Assigned task: Output every record exactly, and nothing more.

Stored data entries:
__________

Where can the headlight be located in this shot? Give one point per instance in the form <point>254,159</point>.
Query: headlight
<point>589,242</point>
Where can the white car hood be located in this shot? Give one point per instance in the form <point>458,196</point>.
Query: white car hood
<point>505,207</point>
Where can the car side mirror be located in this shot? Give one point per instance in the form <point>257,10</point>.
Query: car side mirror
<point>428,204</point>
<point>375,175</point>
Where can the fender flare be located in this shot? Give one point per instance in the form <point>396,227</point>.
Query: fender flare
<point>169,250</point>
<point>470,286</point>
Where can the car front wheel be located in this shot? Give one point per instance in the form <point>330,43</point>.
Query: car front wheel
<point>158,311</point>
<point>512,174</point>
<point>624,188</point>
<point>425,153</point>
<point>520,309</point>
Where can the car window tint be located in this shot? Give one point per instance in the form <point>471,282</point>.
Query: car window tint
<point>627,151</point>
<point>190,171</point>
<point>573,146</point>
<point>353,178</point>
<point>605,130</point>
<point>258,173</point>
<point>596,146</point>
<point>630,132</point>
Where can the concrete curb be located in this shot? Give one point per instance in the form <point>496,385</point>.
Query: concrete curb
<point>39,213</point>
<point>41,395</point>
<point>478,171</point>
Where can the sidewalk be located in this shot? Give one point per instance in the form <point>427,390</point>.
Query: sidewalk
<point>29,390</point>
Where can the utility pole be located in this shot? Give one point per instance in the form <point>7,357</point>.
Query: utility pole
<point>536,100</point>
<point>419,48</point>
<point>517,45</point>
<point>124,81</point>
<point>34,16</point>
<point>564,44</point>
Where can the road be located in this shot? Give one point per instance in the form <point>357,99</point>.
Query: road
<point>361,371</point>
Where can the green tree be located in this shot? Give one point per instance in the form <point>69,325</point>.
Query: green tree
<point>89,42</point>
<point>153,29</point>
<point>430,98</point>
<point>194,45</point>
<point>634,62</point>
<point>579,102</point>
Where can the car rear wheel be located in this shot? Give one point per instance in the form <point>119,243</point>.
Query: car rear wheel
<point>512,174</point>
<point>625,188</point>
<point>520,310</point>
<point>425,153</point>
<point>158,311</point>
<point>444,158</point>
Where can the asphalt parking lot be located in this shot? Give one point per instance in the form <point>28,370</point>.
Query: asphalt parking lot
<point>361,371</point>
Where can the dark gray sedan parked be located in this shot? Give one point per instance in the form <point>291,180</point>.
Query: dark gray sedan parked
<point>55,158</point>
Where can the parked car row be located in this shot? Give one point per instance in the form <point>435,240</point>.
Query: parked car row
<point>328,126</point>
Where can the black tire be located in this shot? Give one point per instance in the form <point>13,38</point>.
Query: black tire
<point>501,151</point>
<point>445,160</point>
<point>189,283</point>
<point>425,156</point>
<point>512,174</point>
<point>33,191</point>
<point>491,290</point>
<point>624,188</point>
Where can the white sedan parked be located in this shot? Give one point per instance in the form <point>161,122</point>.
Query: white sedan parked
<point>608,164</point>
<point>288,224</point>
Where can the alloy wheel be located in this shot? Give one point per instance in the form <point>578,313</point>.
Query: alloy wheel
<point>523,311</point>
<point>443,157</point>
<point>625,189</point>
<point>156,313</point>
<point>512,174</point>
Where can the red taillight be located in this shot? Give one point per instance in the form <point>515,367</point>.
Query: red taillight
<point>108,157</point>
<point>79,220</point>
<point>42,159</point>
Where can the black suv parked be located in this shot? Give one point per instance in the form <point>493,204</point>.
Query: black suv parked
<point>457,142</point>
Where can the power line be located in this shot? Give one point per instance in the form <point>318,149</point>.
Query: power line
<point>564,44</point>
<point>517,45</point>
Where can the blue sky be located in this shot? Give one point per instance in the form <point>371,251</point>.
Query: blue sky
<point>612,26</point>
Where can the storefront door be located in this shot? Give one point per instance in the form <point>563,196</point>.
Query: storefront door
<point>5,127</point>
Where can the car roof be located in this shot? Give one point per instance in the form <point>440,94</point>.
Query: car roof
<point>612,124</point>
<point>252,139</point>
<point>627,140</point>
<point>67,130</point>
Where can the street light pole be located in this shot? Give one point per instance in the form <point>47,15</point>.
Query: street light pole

__________

Task result:
Where can the headlight be located in this shot? Give one point per instance in the form <point>254,159</point>.
Query: headlight
<point>589,242</point>
Where can the white car hood be located in this shot? Give one point per instance in the form <point>458,196</point>.
Query: white car hood
<point>505,207</point>
Where can the car side mirror be located in this shot? Give one point per instance in the form <point>257,10</point>.
Query: car side mirror
<point>428,204</point>
<point>375,175</point>
Where can the fender flare be located in this shot? Give one point per instance in the form <point>396,227</point>.
Query: fender flare
<point>169,250</point>
<point>470,286</point>
Where can the car front wheel be located in this shot? Give one point per instance in the form <point>330,43</point>.
Query: car front wheel
<point>158,311</point>
<point>512,174</point>
<point>624,188</point>
<point>425,153</point>
<point>520,309</point>
Where can the car window tint be located in this shot? Give one point per instance in the form <point>471,282</point>.
Query: car window tint
<point>627,151</point>
<point>190,171</point>
<point>573,146</point>
<point>353,178</point>
<point>605,130</point>
<point>258,173</point>
<point>596,146</point>
<point>630,132</point>
Where can the concrete curb be located in this shot? Give one point per instance in the form <point>496,385</point>.
Query: concrete curb
<point>39,213</point>
<point>41,395</point>
<point>478,171</point>
Where can the sidewalk be located in this shot? Give one point per instance in the form <point>427,390</point>.
Query: sidewalk
<point>29,390</point>
Where can the utility pole be located in this shot? Give one point per instance in the form <point>7,357</point>.
Query: utility pole
<point>536,100</point>
<point>419,48</point>
<point>517,45</point>
<point>124,81</point>
<point>34,16</point>
<point>564,44</point>
Where can the road be located in this shot? Give one point per instance in the form <point>357,99</point>.
Query: road
<point>361,371</point>
Where can the green tree be located in this shot? Give one point per instance in the form <point>69,325</point>.
Query: green tree
<point>89,42</point>
<point>153,29</point>
<point>430,98</point>
<point>194,45</point>
<point>634,62</point>
<point>579,102</point>
Where can the car rear wheel be located in this shot? Give one point per instance in the form <point>119,243</point>.
Query: car rear wheel
<point>512,174</point>
<point>625,188</point>
<point>520,310</point>
<point>425,153</point>
<point>158,311</point>
<point>444,158</point>
Where can the asphalt parking lot be located in this shot? Give one point per instance in the form <point>28,370</point>.
Query: asphalt parking lot
<point>361,371</point>
Where can the dark gray sedan parked be located in this shot? Give one point per instance in the form <point>291,180</point>.
Query: dark gray sedan parked
<point>55,158</point>
Where can the parked car row be located in this shot? Give one point per instance in the form <point>435,240</point>.
Query: parked car row
<point>328,126</point>
Where can the black tire be located in this shot? Give one point per instance in the form <point>13,38</point>.
Query: black tire
<point>501,151</point>
<point>445,160</point>
<point>189,283</point>
<point>425,156</point>
<point>512,174</point>
<point>33,191</point>
<point>491,290</point>
<point>624,188</point>
Where can the white sedan parked be located in this shot? Give one point per instance in the form <point>161,122</point>.
Query: white sedan parked
<point>608,164</point>
<point>288,224</point>
Where can the alloy wheel be located in this shot? Give one point per instance in the form <point>578,313</point>.
Query: alloy wheel
<point>523,311</point>
<point>443,157</point>
<point>625,189</point>
<point>156,313</point>
<point>512,174</point>
Where can the red taillight be located in this shot? Give one point per instance in the form <point>515,367</point>.
Query: red taillight
<point>108,157</point>
<point>79,220</point>
<point>42,159</point>
Where can the black suv parked be located in this shot? Give one point per instance in the form <point>493,204</point>.
Query: black suv parked
<point>457,142</point>
Where can the power line be located in this shot? Give one point per instance in the form <point>318,149</point>.
Query: power line
<point>564,44</point>
<point>517,45</point>
Where can the blue sky be located in this shot? Give one point per instance in the form <point>371,251</point>.
Query: blue sky
<point>612,26</point>
Where can the storefront door be located in this shot? Give one point per instance in the form <point>563,196</point>.
Query: storefront door
<point>5,127</point>
Where can the car roof be located in this shot? Give one point per instance in the form <point>440,94</point>.
Query: car roof
<point>612,124</point>
<point>252,139</point>
<point>627,140</point>
<point>67,130</point>
Where can the street light pole be located in this shot? Give one point per instance in the form <point>47,15</point>.
Query: street light pole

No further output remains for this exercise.